→ **Problem details**
Will you transcribe the entries that follow, exactly and in full?

Records from a point labeling set

• • • • • • •

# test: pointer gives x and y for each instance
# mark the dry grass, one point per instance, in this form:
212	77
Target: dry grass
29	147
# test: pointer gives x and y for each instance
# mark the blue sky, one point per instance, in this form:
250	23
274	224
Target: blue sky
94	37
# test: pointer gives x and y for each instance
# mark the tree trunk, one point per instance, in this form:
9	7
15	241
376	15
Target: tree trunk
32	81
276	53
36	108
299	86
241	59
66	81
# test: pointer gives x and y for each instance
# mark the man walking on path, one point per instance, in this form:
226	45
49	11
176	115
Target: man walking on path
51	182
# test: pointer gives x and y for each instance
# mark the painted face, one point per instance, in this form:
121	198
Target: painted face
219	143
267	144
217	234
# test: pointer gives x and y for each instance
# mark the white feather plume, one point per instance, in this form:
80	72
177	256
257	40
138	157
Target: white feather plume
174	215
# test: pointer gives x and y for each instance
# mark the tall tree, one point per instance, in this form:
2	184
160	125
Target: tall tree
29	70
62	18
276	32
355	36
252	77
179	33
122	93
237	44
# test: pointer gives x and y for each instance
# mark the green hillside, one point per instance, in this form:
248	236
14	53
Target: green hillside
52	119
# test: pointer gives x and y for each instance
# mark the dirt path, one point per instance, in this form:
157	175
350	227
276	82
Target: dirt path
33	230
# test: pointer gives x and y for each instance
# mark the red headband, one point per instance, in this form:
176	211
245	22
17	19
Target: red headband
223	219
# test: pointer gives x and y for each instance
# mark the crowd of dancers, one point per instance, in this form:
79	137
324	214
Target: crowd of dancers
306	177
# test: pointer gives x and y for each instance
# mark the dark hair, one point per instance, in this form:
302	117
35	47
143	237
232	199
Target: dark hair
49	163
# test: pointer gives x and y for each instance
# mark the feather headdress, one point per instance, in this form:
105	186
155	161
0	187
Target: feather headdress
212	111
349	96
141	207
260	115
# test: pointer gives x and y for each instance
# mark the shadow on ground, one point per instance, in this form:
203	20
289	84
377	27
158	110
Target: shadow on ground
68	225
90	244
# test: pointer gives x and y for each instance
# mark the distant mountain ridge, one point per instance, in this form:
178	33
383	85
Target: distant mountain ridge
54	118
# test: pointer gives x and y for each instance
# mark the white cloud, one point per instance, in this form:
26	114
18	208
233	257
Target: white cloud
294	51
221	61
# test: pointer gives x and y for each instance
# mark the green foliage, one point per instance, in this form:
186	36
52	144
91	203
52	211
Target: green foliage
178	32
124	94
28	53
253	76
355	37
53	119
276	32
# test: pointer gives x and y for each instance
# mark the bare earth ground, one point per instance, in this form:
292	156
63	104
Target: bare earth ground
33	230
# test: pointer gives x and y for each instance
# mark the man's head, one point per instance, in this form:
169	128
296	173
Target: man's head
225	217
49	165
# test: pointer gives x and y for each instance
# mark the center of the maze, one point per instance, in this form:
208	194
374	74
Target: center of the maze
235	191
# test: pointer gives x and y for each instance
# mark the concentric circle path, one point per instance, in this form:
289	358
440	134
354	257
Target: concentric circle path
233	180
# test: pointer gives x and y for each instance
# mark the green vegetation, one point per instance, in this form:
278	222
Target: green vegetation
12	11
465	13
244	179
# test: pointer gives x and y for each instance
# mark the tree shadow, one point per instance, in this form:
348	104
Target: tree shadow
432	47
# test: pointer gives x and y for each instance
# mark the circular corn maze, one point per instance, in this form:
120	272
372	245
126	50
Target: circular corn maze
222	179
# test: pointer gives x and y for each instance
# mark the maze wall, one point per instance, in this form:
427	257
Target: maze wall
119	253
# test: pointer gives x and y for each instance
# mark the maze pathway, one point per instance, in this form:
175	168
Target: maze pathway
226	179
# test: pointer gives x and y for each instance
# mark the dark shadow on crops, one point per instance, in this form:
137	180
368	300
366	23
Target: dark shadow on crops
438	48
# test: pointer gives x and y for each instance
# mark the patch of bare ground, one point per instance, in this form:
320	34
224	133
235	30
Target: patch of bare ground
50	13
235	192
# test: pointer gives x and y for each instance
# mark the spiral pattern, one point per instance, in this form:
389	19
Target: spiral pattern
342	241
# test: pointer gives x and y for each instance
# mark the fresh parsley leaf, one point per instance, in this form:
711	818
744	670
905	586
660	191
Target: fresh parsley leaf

• • • • • • •

→ **Response below**
# test: pointer gives x and y for each instance
# mark the dry grass, one point per instance, in this form:
212	77
Target: dry grass
29	147
# test: pointer gives x and y for each instance
# mark the blue sky, one point per instance, in this form:
250	23
274	224
Target: blue sky
94	37
# test: pointer gives x and y for each instance
# mark the tree trunk, one point per instance, in this form:
9	7
15	241
376	15
Target: tree trunk
32	81
276	53
36	108
299	86
241	59
66	81
# test: pointer gives x and y for each instance
# mark the man walking on path, one point per instance, in this form:
226	45
49	11
176	115
Target: man walking on path
51	182
# test: pointer gives x and y for each instance
# mark the painted face, one point per instance, in this form:
121	198
Target: painted face
219	143
267	144
217	234
# test: pointer gives x and y for each instance
# mark the white feather plume, one point per instance, in this form:
80	72
177	256
257	40
138	157
Target: white feather plume
174	215
# test: pointer gives x and y for each instance
# mark the tall tree, one point per instance, in this form:
2	184
160	125
Target: tall tree
29	70
62	18
276	32
355	36
252	77
179	33
122	93
237	44
# test: pointer gives x and y for each instance
# mark the green hillside, one point per instance, in this form:
248	236
14	53
Target: green hillside
52	119
# test: pointer gives x and y for each instance
# mark the dirt path, one point per instance, in this form:
157	175
350	227
276	82
Target: dirt path
33	230
# test: pointer gives x and y for each instance
# mark the red headband, one point per instance, in this form:
176	211
245	22
17	19
Target: red headband
223	219
# test: pointer gives x and y for each instance
# mark the crowd of dancers, one point per instance, in this form:
79	137
324	214
Target: crowd of dancers
306	177
# test: pointer gives x and y for each instance
# mark the dark hair, one point per instance, in this form:
302	117
35	47
143	237
232	199
Target: dark hair
49	163
# test: pointer gives x and y for each instance
# mark the feather headdress, one point per instance, in this form:
105	186
155	161
0	187
Target: feather headdress
212	111
349	96
141	207
260	115
# test: pointer gives x and y for each instance
# mark the shadow on ground, one point per instance, in this form:
203	20
289	84
377	27
158	110
Target: shadow on ground
68	225
90	244
# test: pointer gives x and y for each instance
# mark the distant mountain ridge, one point per instance, in this form:
178	33
383	85
Target: distant mountain ridge
54	118
# test: pointer gives x and y for each instance
# mark the white cloud, one point per instance, in this form:
26	114
18	208
233	257
Target: white cloud
294	51
221	61
# test: pointer gives x and y for each instance
# mark the green foliage, one point per instance, in this form:
186	36
52	144
91	203
52	211
Target: green foliage
178	32
124	94
28	53
253	76
355	37
53	119
276	32
# test: pointer gives x and y for each instance
# mark the bare earth ground, one point per instance, in this form:
292	156
63	104
Target: bare earth ground
33	230
# test: pointer gives x and y for each instance
# mark the man's head, one point per instance, in this form:
169	128
296	173
Target: man's head
225	217
49	165
# test: pointer gives x and y for each instance
# mark the center of the maze, one point per instance, in this form:
208	194
374	74
Target: center of the maze
235	191
# test: pointer gives x and y for each instance
# mark the concentric circle path, one point per instance, in this form:
289	358
440	134
354	257
Target: concentric circle path
233	180
# test: pointer gives x and y for each instance
# mark the green vegetation, one point per instance, in this form:
278	222
Target: green vegetation
12	11
465	13
244	179
# test: pointer gives x and y for each instance
# mark the tree shadow, one point per instance, in this form:
348	104
Target: tree shadow
432	47
# test: pointer gives x and y for each instance
# mark the circular corn maze, one point per instance, in this form:
120	272
372	245
126	50
Target: circular corn maze
222	179
# test: pointer gives x and y for each instance
# mark the maze wall, one point per instance, in this form:
427	257
Target: maze wall
119	253
# test: pointer gives x and y for each instance
# mark the maze pathway, one point per instance, in this form:
175	168
Target: maze pathway
226	179
# test: pointer gives x and y for each instance
# mark the dark shadow on crops, one point per instance, in this form:
137	180
368	300
366	23
Target: dark shadow on crops
438	48
# test: pointer gives x and y for each instance
# mark the patch of bare ground, one point per instance, in this form:
320	34
224	133
235	30
Target: patch of bare ground
50	13
235	192
# test: pointer gives x and y for each instance
# mark the spiral pattern, one point per instance, in this form:
389	19
Target: spiral pattern
342	241
# test: pointer gives x and y for each instance
# mark the fresh parsley leaf, one point per instance, in this form:
711	818
744	670
905	586
660	191
Target: fresh parsley leaf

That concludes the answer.